[Point localization data]
======

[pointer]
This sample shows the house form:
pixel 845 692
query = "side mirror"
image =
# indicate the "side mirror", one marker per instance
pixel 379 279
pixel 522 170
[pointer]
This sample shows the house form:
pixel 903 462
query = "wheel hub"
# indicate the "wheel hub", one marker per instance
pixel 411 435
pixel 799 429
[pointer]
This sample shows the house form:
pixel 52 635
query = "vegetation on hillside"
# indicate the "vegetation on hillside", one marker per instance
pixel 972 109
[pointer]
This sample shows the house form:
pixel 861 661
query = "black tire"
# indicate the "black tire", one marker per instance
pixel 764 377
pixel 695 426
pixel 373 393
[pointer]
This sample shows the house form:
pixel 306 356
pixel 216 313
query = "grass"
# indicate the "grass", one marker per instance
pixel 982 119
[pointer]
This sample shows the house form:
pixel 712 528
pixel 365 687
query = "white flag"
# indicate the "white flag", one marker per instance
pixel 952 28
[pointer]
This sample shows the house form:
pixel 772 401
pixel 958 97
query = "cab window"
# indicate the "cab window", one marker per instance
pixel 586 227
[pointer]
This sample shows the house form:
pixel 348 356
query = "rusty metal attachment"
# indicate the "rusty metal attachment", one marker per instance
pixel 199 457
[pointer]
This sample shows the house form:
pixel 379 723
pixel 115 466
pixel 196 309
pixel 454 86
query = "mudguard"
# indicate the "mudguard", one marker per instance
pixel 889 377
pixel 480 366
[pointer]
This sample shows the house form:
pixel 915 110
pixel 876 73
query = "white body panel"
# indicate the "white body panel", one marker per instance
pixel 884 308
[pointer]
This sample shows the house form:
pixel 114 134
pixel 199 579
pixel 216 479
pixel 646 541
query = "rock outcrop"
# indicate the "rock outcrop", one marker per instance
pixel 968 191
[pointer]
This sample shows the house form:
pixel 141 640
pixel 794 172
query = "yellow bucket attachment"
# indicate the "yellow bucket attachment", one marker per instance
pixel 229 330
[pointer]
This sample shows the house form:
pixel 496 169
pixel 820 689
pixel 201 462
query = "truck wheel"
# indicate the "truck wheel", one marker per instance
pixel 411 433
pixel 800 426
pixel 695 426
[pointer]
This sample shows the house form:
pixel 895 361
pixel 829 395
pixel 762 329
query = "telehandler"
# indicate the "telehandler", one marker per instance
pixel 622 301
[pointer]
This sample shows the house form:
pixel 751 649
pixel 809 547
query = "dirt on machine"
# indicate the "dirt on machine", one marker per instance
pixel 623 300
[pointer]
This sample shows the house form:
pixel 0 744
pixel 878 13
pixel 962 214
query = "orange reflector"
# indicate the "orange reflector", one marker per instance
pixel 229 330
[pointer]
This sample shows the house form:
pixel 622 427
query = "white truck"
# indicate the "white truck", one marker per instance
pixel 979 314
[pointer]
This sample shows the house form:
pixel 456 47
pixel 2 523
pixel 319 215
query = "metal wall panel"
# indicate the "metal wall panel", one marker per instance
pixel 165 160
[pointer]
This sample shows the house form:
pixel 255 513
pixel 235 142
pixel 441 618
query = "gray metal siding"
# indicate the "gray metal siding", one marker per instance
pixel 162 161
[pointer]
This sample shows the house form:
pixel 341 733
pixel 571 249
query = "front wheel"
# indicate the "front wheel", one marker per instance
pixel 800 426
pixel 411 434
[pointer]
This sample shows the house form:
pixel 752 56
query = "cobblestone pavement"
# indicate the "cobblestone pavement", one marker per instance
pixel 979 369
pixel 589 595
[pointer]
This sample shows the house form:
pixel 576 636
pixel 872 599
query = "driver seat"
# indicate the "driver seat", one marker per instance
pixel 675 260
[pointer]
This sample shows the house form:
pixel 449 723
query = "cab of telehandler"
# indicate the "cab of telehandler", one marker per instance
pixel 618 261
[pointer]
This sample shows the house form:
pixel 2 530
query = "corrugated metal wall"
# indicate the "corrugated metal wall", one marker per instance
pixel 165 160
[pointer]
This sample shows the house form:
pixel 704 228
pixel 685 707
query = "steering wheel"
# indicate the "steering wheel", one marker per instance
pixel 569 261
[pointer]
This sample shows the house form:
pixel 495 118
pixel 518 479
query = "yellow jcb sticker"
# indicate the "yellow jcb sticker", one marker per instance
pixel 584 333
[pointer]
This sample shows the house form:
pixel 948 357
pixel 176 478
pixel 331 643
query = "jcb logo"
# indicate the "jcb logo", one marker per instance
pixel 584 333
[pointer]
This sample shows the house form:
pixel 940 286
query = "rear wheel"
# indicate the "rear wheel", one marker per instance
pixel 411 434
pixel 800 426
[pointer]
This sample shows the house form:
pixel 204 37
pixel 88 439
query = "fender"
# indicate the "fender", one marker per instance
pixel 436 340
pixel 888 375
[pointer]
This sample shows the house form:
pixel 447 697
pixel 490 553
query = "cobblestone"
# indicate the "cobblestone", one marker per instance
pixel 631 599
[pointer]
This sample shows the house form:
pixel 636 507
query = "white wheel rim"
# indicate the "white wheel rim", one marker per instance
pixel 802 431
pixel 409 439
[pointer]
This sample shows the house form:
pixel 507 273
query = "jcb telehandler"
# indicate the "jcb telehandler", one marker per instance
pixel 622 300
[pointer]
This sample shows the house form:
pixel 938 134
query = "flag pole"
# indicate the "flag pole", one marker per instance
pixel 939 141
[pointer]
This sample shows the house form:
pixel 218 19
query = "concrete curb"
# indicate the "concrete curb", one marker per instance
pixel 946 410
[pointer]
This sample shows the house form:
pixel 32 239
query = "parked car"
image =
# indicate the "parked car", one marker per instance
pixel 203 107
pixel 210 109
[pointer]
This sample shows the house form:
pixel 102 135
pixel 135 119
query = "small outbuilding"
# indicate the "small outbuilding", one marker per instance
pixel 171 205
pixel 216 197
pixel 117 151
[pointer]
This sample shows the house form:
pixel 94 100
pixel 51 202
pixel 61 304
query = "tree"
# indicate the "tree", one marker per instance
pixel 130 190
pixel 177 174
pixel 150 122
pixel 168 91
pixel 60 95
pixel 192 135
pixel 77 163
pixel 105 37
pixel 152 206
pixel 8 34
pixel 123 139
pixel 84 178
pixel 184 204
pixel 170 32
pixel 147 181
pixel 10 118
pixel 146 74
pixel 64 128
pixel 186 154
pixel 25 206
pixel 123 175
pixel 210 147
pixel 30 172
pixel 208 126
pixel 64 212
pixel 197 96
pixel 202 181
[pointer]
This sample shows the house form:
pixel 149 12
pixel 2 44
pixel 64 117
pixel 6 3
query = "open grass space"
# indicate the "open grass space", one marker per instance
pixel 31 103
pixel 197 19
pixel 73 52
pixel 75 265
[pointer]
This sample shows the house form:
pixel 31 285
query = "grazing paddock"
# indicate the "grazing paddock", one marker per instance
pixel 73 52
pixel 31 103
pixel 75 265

======

> [Activity]:
Your response must repeat the entries above exactly, in full.

> [Solved exercise]:
[pointer]
This sample shows the house form:
pixel 845 692
query = "side mirror"
image =
# indicate the "side mirror", one marker per instance
pixel 379 279
pixel 522 170
[pointer]
This sample shows the house form:
pixel 903 462
query = "wheel hub"
# indicate the "wheel hub", one marker per instance
pixel 411 435
pixel 799 429
[pointer]
This sample shows the house form:
pixel 52 635
query = "vegetation on hillside"
# indicate the "vegetation on hillside", one marker per instance
pixel 972 109
[pointer]
This sample shows the house form:
pixel 861 661
query = "black tire"
# indicate the "black tire", one marker per instance
pixel 764 377
pixel 695 426
pixel 373 393
[pointer]
This sample shows the house form:
pixel 306 356
pixel 216 313
query = "grass"
# indicate the "grass", one marker per instance
pixel 982 119
[pointer]
This sample shows the house form:
pixel 712 528
pixel 365 687
query = "white flag"
# indicate the "white flag", one marker per instance
pixel 952 28
[pointer]
This sample shows the house form:
pixel 772 401
pixel 958 97
query = "cab window"
# indicate the "cab window", one marker per instance
pixel 586 227
[pointer]
This sample shows the house form:
pixel 348 356
query = "rusty metal attachment"
# indicate the "rusty metal attachment", one marker per instance
pixel 199 457
[pointer]
This sample shows the house form:
pixel 379 723
pixel 115 466
pixel 196 309
pixel 454 86
query = "mudguard"
# indicate the "mudguard", one marker per instance
pixel 889 377
pixel 480 366
[pointer]
This sample shows the house form:
pixel 915 110
pixel 876 73
query = "white body panel"
# indicate the "white body panel", one marker per instance
pixel 884 308
[pointer]
This sample shows the house form:
pixel 114 134
pixel 199 579
pixel 216 479
pixel 646 541
query = "rock outcrop"
# indicate the "rock outcrop", one marker per instance
pixel 968 191
[pointer]
This sample shows the house form:
pixel 141 640
pixel 794 172
query = "yellow bucket attachment"
# indicate the "yellow bucket attachment", one marker per instance
pixel 229 330
[pointer]
This sample shows the house form:
pixel 496 169
pixel 820 689
pixel 201 462
query = "truck wheel"
# indicate the "truck wheel", one marker per instance
pixel 411 433
pixel 800 426
pixel 695 426
[pointer]
This sample shows the house form:
pixel 895 361
pixel 829 395
pixel 762 329
query = "telehandler"
# indicate the "telehandler", one marker per instance
pixel 622 301
[pointer]
This sample shows the house form:
pixel 751 649
pixel 809 547
query = "dirt on machine"
# indicate the "dirt on machine", one marker per instance
pixel 623 300
[pointer]
This sample shows the house form:
pixel 0 744
pixel 878 13
pixel 962 214
query = "orange reflector"
# indicate the "orange reflector", one marker per instance
pixel 229 330
[pointer]
This sample shows the house form:
pixel 622 427
query = "white truck"
# indicate the "white truck", one marker per instance
pixel 979 314
[pointer]
This sample shows the house form:
pixel 456 47
pixel 2 523
pixel 319 215
query = "metal wall panel"
# indicate the "metal wall panel", one marker per instance
pixel 165 160
[pointer]
This sample shows the house form:
pixel 255 513
pixel 235 142
pixel 441 618
query = "gray metal siding"
# indicate the "gray metal siding", one marker per instance
pixel 162 161
[pointer]
This sample shows the house form:
pixel 341 733
pixel 571 249
query = "front wheel"
# indicate the "front wheel", one marker per instance
pixel 800 426
pixel 411 434
[pointer]
This sample shows the house form:
pixel 752 56
query = "cobblestone pavement"
# indicate the "cobblestone pavement", one marker per instance
pixel 979 369
pixel 589 595
[pointer]
This sample shows the house form:
pixel 576 636
pixel 872 599
query = "driver seat"
# indicate the "driver seat", one marker per instance
pixel 675 260
[pointer]
This sample shows the house form:
pixel 449 723
query = "cab of telehandler"
# indicate the "cab of telehandler", one marker per instance
pixel 618 261
[pointer]
This sample shows the house form:
pixel 2 530
query = "corrugated metal wall"
# indicate the "corrugated metal wall", one marker per instance
pixel 165 160
[pointer]
This sample shows the house form:
pixel 704 228
pixel 685 707
query = "steering wheel"
# indicate the "steering wheel", one marker per instance
pixel 569 261
[pointer]
This sample shows the house form:
pixel 495 118
pixel 518 479
query = "yellow jcb sticker"
# indicate the "yellow jcb sticker", one marker per instance
pixel 584 333
[pointer]
This sample shows the house form:
pixel 948 357
pixel 176 478
pixel 331 643
query = "jcb logo"
# indicate the "jcb logo", one marker per instance
pixel 584 333
[pointer]
This sample shows the house form:
pixel 940 286
query = "rear wheel"
# indicate the "rear wheel", one marker per instance
pixel 411 434
pixel 800 426
[pointer]
This sample shows the house form:
pixel 204 37
pixel 88 439
query = "fender"
# indicate the "fender", one marker per instance
pixel 436 340
pixel 888 375
[pointer]
This sample shows the house form:
pixel 447 697
pixel 490 553
query = "cobblestone"
# indicate the "cobblestone", one marker per instance
pixel 631 599
[pointer]
This sample shows the house form:
pixel 636 507
query = "white wheel rim"
# indicate the "white wheel rim", one marker per instance
pixel 802 431
pixel 409 439
[pointer]
This sample shows the house form:
pixel 507 273
query = "jcb telehandler"
# indicate the "jcb telehandler", one marker per instance
pixel 622 300
[pointer]
This sample shows the house form:
pixel 938 134
query = "flag pole"
# indicate the "flag pole", one marker per instance
pixel 939 141
[pointer]
This sample shows the house form:
pixel 218 19
query = "concrete curb"
# indicate the "concrete curb", one marker per instance
pixel 946 410
[pointer]
This sample shows the house form:
pixel 32 239
query = "parked car"
image =
# indicate the "parked car", one marker per instance
pixel 203 107
pixel 210 109
[pointer]
This sample shows the house form:
pixel 102 135
pixel 135 119
query = "small outbuilding"
# indicate the "small outbuilding", one marker per instance
pixel 171 205
pixel 216 197
pixel 117 151
[pointer]
This sample shows the house form:
pixel 94 100
pixel 51 202
pixel 61 304
query = "tree"
# indicate the "tree", one marker per instance
pixel 130 190
pixel 177 174
pixel 150 122
pixel 168 91
pixel 60 95
pixel 192 135
pixel 77 163
pixel 105 37
pixel 152 206
pixel 8 34
pixel 123 139
pixel 84 178
pixel 184 204
pixel 170 32
pixel 147 181
pixel 10 118
pixel 146 74
pixel 64 128
pixel 186 154
pixel 25 206
pixel 123 175
pixel 210 147
pixel 30 172
pixel 208 126
pixel 64 212
pixel 197 96
pixel 202 181
[pointer]
This sample shows the house form:
pixel 149 12
pixel 2 44
pixel 64 117
pixel 6 3
query = "open grass space"
# indicate the "open grass space", one marker per instance
pixel 31 103
pixel 197 19
pixel 73 52
pixel 75 265
[pointer]
This sample shows the house form:
pixel 31 285
query = "grazing paddock"
# indicate the "grazing paddock", one marker per instance
pixel 73 52
pixel 31 103
pixel 75 265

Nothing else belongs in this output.